◆ MATERIAL FORNECIDO:
------------------------------------------------------------
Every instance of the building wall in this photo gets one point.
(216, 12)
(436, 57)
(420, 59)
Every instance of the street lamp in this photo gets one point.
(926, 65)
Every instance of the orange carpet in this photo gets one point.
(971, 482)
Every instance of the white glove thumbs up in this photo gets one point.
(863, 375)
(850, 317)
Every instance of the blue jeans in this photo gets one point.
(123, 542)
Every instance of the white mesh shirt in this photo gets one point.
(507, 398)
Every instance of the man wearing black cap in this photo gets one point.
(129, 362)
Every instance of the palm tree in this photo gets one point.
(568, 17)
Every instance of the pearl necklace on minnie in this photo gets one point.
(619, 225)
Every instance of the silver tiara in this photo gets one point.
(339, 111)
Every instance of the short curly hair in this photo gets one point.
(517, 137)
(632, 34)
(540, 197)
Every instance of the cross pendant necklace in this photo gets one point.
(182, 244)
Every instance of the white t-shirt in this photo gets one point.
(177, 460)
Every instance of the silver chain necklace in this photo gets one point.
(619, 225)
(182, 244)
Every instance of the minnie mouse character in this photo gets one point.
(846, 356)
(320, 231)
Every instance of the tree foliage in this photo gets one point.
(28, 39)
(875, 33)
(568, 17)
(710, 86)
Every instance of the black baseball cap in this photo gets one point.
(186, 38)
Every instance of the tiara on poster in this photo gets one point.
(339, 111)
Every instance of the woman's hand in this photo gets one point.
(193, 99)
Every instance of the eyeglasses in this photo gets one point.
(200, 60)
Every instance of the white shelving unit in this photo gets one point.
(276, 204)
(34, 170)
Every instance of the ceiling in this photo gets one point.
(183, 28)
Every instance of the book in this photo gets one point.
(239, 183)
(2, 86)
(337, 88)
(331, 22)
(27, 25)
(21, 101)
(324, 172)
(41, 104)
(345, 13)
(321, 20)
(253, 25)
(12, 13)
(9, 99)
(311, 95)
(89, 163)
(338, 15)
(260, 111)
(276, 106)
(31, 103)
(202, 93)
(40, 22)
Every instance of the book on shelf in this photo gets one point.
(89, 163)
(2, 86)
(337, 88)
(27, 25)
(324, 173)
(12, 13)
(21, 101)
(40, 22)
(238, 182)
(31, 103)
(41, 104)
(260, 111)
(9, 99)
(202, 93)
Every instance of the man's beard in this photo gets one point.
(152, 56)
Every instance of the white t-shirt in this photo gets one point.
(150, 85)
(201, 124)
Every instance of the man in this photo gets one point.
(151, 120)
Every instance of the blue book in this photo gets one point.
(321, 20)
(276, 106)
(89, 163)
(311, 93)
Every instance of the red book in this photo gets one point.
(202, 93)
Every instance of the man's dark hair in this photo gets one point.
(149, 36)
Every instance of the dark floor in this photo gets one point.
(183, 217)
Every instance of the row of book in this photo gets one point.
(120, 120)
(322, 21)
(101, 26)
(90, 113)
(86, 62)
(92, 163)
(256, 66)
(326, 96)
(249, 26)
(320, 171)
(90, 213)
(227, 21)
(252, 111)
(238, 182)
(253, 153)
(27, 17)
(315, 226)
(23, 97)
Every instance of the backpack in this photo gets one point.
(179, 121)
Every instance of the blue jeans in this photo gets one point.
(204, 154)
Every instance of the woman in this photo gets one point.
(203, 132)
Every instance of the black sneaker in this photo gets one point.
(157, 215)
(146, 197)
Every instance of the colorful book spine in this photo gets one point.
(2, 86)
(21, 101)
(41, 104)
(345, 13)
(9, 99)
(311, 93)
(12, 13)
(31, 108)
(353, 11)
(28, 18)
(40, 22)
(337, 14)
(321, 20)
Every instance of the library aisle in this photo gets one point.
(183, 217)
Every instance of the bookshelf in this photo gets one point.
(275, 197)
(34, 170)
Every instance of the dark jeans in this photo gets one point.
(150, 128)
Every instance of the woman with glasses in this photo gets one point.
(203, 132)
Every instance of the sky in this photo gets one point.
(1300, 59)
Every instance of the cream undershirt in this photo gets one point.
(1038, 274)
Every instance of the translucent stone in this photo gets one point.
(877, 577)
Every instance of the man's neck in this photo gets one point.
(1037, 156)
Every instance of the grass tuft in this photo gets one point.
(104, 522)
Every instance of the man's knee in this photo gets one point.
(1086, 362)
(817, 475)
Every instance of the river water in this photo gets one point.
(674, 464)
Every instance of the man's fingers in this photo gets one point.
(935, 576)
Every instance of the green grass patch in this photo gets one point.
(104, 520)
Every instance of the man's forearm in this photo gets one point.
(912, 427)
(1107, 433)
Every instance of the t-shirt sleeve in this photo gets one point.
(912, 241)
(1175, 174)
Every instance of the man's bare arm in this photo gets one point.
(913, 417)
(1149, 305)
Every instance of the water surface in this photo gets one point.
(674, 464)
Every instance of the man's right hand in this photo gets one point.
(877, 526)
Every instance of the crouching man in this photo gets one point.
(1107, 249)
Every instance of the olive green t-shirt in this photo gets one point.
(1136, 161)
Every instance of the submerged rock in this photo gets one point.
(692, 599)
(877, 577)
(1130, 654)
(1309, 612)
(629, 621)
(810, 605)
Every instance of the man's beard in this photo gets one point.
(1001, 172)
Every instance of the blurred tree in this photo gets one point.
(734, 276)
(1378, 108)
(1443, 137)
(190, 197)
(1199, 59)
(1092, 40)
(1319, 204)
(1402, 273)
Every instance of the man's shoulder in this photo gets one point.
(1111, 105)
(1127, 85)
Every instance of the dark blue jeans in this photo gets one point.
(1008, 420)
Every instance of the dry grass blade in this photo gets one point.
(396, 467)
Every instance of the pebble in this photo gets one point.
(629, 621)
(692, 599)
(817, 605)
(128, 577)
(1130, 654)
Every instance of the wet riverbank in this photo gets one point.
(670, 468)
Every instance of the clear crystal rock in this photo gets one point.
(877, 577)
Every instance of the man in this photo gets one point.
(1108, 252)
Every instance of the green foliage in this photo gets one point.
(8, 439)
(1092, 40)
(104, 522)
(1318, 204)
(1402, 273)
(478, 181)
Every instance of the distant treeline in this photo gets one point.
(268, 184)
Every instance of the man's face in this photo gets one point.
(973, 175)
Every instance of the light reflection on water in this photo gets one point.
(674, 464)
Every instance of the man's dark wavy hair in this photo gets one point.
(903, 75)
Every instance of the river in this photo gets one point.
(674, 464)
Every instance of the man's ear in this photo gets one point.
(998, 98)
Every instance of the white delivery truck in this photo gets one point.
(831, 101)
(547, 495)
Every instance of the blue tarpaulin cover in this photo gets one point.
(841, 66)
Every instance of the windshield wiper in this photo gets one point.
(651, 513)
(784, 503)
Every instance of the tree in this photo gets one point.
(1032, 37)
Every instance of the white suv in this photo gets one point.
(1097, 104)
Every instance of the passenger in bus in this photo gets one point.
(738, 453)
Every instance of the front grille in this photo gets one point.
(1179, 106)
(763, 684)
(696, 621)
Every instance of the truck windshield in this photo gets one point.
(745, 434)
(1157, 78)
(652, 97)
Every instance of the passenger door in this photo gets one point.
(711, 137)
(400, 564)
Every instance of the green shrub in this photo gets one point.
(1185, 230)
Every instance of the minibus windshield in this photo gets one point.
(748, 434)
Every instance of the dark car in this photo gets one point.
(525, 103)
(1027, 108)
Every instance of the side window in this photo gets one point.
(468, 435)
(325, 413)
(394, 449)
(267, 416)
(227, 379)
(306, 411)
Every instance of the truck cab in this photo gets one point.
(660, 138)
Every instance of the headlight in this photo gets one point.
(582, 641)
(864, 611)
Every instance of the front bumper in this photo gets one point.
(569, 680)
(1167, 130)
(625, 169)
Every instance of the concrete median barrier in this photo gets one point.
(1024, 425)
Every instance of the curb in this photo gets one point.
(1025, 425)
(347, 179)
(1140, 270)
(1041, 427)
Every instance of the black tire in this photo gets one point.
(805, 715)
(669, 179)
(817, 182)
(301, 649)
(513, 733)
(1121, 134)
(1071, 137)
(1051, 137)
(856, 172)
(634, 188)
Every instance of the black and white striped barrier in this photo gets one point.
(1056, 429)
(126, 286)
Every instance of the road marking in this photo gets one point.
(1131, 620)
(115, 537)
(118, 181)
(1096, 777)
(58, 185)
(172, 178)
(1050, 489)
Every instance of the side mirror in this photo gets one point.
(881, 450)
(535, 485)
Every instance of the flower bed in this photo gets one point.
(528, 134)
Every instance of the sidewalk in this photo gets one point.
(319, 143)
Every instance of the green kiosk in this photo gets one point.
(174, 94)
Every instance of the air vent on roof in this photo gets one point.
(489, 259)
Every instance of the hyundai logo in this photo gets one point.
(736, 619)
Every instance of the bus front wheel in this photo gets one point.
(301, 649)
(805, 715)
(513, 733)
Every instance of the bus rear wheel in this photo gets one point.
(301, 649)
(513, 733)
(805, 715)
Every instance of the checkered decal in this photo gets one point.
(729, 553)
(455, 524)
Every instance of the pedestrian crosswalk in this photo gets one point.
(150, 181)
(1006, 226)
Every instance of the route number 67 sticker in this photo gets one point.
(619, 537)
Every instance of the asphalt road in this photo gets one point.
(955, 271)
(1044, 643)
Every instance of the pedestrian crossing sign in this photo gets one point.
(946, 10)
------------------------------------------------------------
◆ DESCRIÇÃO DO EXERCÍCIO: Converta em lista numerada o trecho dos registros que vai da linha com "Every instance of the concrete" até a linha com "(1050, 489)", ambas incluídas. Omita as linhas em branco.

◆ RESPOSTA CORRETA:
1. Every instance of the concrete median barrier in this photo gets one point.
2. (1024, 425)
3. Every instance of the curb in this photo gets one point.
4. (1025, 425)
5. (347, 179)
6. (1140, 270)
7. (1041, 427)
8. Every instance of the black tire in this photo gets one point.
9. (805, 715)
10. (669, 179)
11. (817, 182)
12. (301, 649)
13. (513, 733)
14. (1121, 134)
15. (1071, 137)
16. (1051, 137)
17. (856, 172)
18. (634, 188)
19. Every instance of the black and white striped barrier in this photo gets one point.
20. (1056, 429)
21. (126, 286)
22. Every instance of the road marking in this photo gets one point.
23. (1131, 620)
24. (115, 537)
25. (118, 181)
26. (1096, 777)
27. (58, 185)
28. (172, 178)
29. (1050, 489)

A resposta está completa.